Copy the records below exactly, leaving out every picture.

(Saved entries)

- Opening Delimiter -

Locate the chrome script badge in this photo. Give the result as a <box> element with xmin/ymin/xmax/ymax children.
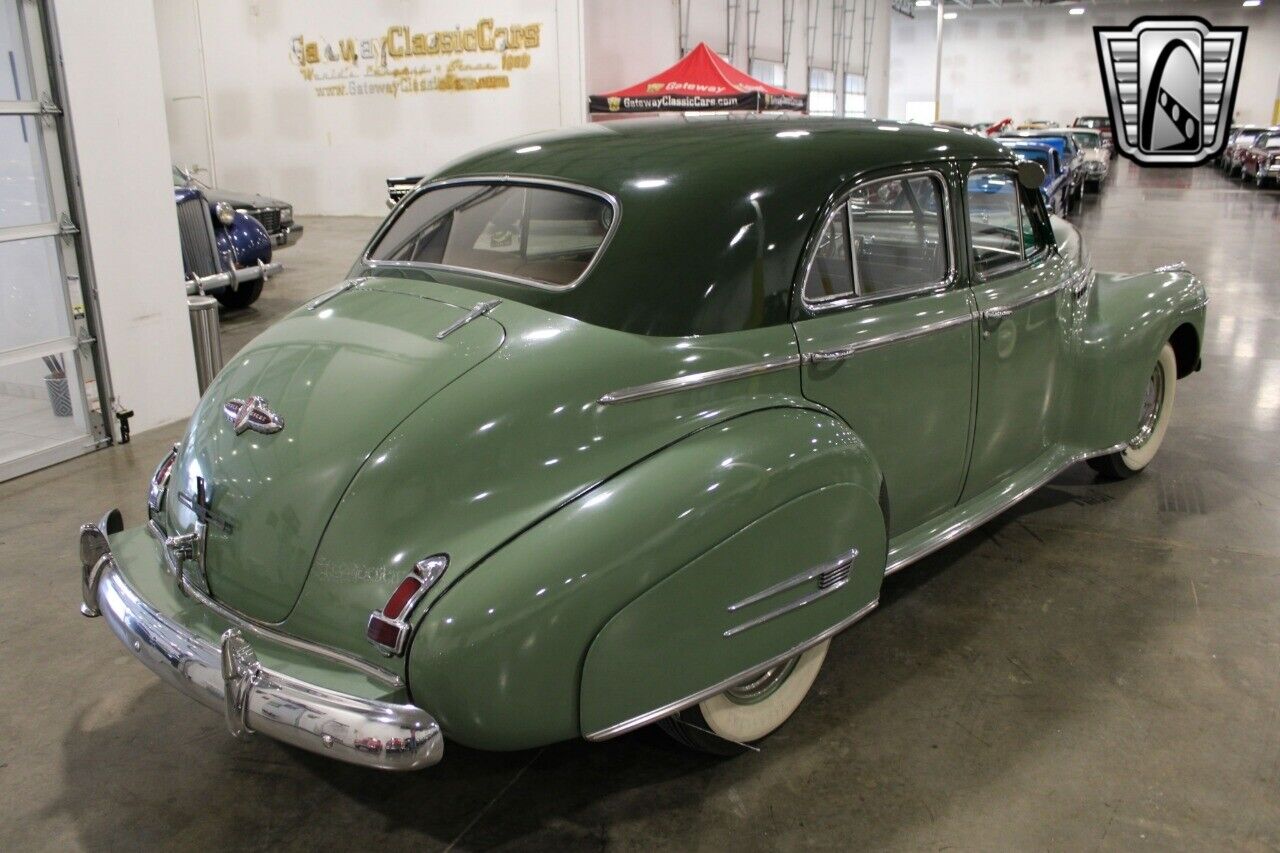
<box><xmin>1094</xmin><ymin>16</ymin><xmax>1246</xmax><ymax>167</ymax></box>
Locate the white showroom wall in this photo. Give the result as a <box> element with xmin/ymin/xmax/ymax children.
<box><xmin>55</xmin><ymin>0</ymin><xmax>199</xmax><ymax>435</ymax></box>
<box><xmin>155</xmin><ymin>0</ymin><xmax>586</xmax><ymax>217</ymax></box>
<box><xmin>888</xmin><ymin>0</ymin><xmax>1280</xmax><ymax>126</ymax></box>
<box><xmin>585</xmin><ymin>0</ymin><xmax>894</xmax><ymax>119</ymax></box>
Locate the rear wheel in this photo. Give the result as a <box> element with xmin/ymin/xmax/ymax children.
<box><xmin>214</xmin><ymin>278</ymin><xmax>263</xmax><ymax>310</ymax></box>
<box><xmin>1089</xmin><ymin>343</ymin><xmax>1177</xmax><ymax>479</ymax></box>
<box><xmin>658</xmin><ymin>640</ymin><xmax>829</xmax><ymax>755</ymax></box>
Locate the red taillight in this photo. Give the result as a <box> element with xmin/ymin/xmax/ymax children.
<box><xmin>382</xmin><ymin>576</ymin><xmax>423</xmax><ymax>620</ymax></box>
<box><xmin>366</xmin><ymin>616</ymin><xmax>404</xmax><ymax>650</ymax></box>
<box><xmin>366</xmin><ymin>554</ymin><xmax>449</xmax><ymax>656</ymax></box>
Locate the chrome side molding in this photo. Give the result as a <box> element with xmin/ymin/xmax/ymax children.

- Closing Delimiter -

## EXERCISE SOLUTION
Locate the chrome script badge in this photo. Give the result as a <box> element with xmin/ymin/xmax/ymax children.
<box><xmin>1094</xmin><ymin>16</ymin><xmax>1246</xmax><ymax>167</ymax></box>
Locate the white showroom wall in this photo. Give the result as a <box> element with xmin/ymin/xmax/ymax children.
<box><xmin>55</xmin><ymin>0</ymin><xmax>199</xmax><ymax>435</ymax></box>
<box><xmin>155</xmin><ymin>0</ymin><xmax>586</xmax><ymax>217</ymax></box>
<box><xmin>888</xmin><ymin>0</ymin><xmax>1280</xmax><ymax>126</ymax></box>
<box><xmin>585</xmin><ymin>0</ymin><xmax>894</xmax><ymax>119</ymax></box>
Locate the rear wheel in this photo. Give the result as a <box> element with xmin/ymin/xmax/ymax children.
<box><xmin>214</xmin><ymin>278</ymin><xmax>263</xmax><ymax>310</ymax></box>
<box><xmin>1089</xmin><ymin>343</ymin><xmax>1177</xmax><ymax>479</ymax></box>
<box><xmin>658</xmin><ymin>640</ymin><xmax>829</xmax><ymax>755</ymax></box>
Locate the red taillight in this photo. Give the result as a <box> element with xmin/ymin/xmax/ymax children.
<box><xmin>382</xmin><ymin>576</ymin><xmax>423</xmax><ymax>620</ymax></box>
<box><xmin>366</xmin><ymin>616</ymin><xmax>404</xmax><ymax>650</ymax></box>
<box><xmin>366</xmin><ymin>554</ymin><xmax>449</xmax><ymax>656</ymax></box>
Locate the chrome side molding in this photo. Give the result as a <box> element with xmin/ymin/xmax/ymax children.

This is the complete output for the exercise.